[YOUR OBJECTIVE]:
Carry on the passage about the Communist retreat from Nanchang in 1927, beginning after its final sentence.

[TEXT BLOCK]:
▽
Guangzhou was the target set by the Soviet Comintern and, on August 3, Communist troops pulled out of Nanchang. Their Little Long March came to an end at the beginning of October, as they came down out of the Hakka uplands and into the Chaoshan area. In Chaozhou they were defeated by Nationalist-affiliated troops. Communist forces were broken up and traveled in two general directions, one heading to Shanwei where they engaged the Nationalists in guerrilla warfare under Peng Pai, and the other to southern Hunan, where they eventually joined a force under Mao Zedong, whose abortive Autumn Harvest Uprising had been no more successful.

The Communist forces had suffered such a decisive and disastrous defeat that only 1,000 soldiers remained as a complete unit, reforming into a regiment. Under the command of Zhu De and Chen Yi, who had faked their names, the regiment went to a local Hunan warlord and sought refuge. From this humble beginning the force eventually grew to 10,000 strong, traveling to Jiangxi and joining Mao Zedong at Jinggangshan in April 1928.
△
[GIVEN RECORDS]:
▽
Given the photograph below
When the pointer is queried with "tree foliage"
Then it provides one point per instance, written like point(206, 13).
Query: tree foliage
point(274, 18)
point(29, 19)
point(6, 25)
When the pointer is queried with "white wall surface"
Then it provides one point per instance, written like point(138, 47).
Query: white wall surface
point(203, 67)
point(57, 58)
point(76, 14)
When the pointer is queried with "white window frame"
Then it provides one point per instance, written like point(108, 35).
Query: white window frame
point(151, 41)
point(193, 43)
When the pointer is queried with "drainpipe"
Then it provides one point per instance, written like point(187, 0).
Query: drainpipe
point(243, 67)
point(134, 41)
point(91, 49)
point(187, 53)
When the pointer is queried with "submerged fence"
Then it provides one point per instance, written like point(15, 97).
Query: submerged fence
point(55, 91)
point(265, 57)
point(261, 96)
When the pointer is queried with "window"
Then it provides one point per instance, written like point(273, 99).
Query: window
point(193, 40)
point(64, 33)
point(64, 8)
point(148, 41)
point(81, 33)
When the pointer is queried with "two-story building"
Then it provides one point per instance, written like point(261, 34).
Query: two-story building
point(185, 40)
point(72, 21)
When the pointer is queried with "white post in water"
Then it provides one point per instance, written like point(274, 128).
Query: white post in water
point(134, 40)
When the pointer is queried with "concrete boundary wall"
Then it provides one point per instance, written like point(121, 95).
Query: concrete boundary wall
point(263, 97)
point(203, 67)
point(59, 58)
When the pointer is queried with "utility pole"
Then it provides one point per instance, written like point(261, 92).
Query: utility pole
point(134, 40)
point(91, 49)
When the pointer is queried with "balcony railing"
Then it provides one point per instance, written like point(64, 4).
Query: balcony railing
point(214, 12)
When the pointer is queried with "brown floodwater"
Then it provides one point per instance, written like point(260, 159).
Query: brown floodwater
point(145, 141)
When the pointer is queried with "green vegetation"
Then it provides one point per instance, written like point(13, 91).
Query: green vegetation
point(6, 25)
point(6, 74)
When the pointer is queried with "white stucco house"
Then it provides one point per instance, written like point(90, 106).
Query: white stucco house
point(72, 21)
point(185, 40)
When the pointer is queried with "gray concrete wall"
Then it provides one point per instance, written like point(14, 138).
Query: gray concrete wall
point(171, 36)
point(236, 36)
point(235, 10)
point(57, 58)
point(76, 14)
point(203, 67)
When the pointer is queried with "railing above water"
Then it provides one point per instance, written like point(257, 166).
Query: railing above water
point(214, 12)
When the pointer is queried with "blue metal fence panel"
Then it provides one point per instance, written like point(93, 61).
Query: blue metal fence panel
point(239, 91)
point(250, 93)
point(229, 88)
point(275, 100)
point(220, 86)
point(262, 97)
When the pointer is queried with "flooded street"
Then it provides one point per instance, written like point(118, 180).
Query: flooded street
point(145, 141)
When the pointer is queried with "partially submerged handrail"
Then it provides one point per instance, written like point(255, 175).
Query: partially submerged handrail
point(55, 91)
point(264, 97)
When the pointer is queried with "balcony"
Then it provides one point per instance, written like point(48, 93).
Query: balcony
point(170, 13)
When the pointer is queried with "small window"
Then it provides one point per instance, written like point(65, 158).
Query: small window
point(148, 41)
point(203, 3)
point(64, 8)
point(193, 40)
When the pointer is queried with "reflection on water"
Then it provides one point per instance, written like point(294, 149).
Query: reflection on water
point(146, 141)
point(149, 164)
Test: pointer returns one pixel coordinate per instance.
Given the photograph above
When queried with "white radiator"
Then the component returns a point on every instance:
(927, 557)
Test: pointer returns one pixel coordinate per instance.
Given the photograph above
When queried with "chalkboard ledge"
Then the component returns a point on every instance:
△
[YOUR RESPONSE]:
Liu Bocheng became a fugitive but was lucky enough to find other Communists who helped him and eventually sent him to the Soviet Union for military training, while Lin Biao deserted after the defeat. However, he had to return to the Communist force because of his fear that locals hostile to his side would turn him over to his enemies or kill him. Guo Moruo fled to Japan after the defeat.

Other surviving members were much less fortunate; all became fugitives. Zhou Enlai, Ye Jianying and Ye Ting lost contact with the others and fled to British Hong Kong, with Zhou seriously ill. The three had two pistols with them and were successful in reaching Hong Kong. Nie Rongzhen, the other communist leader, also successfully escaped to Hong Kong.

=== He Long ===
He Long had strongly opposed the retreat plan, accurately pointing out that marching 1000 miles in the heat of summer would put a severe strain on the troops, and that popular support for the Communists in Guangdong was merely a fraction of the huge support they had among the peasantry in Hunan. His opinion was that the new Communist base should be established in the border region of Hunan, suggesting that in Hunan the Communist troops would be easily resupplied and their numbers increased by the enlistment of the local populace. However, his suggestion was vetoed.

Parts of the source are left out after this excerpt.